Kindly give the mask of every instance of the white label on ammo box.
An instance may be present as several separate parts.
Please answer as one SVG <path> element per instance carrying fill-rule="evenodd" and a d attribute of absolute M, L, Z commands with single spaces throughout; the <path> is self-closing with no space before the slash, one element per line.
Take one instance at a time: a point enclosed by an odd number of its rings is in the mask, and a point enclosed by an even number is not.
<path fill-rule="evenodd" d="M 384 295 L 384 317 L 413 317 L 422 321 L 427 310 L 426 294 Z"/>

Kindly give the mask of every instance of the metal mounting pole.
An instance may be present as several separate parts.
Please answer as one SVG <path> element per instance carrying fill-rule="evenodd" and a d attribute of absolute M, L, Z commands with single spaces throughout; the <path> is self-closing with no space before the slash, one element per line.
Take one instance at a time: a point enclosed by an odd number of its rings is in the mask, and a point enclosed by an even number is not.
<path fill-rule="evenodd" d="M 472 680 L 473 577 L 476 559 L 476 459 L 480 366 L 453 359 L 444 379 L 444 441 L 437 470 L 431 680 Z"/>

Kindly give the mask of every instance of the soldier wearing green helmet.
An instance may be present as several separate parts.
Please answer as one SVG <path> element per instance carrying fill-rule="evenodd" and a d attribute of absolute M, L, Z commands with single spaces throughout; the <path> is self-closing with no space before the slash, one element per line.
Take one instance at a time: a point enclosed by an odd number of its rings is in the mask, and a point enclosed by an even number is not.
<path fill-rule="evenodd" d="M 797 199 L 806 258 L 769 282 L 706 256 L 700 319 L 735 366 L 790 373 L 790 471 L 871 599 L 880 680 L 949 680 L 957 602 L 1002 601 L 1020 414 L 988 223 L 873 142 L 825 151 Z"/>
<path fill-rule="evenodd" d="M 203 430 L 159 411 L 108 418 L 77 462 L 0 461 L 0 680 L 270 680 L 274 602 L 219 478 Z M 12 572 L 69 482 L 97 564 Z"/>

****

• Your goal:
Extract the full set of entries word for word.

• Complete answer:
Kindly give the mask of every instance of the white label on ammo box.
An instance may be present as several separate parts.
Please answer as one SVG <path> element per instance carrying fill-rule="evenodd" and a d attribute of absolute M, L, Z commands with single spaces throughout; the <path> is self-closing with no space before the slash, one element per line.
Take one instance at a time: a point enclosed by an odd number of its rings is in the mask, and a point enclosed by an even number is not.
<path fill-rule="evenodd" d="M 384 295 L 384 317 L 413 317 L 422 321 L 427 310 L 426 294 Z"/>

Kindly give the mask of every instance of the metal mounting pole.
An instance may be present as several separate parts.
Please answer as one SVG <path> element per instance carrying fill-rule="evenodd" and a d attribute of absolute M, L, Z commands with single spaces throughout; the <path> is self-closing with no space before the slash, one element per line.
Take one instance at a time: a point enclosed by an odd number of its rings is in the mask, and a point enclosed by an even number is not.
<path fill-rule="evenodd" d="M 472 680 L 473 577 L 476 559 L 476 459 L 480 366 L 453 359 L 444 379 L 444 441 L 437 470 L 431 680 Z"/>

Kindly give the mask of every instance of the soldier wearing green helmet.
An instance may be present as several separate parts.
Please answer as one SVG <path> element per instance carrying fill-rule="evenodd" and a d attribute of absolute M, L, Z commands with single spaces throughout; the <path> is self-closing with no space before the slash, one element per line.
Take one instance at a time: a point enclosed by an odd number of its rings is in the mask, and a point enclosed by an even number is not.
<path fill-rule="evenodd" d="M 797 199 L 806 258 L 769 282 L 706 256 L 700 319 L 735 366 L 790 373 L 790 471 L 871 599 L 880 680 L 949 680 L 957 602 L 1002 601 L 1020 414 L 988 223 L 873 142 L 825 151 Z"/>
<path fill-rule="evenodd" d="M 203 430 L 159 411 L 108 418 L 77 462 L 0 461 L 0 680 L 270 680 L 274 602 L 219 478 Z M 12 572 L 69 482 L 97 564 Z"/>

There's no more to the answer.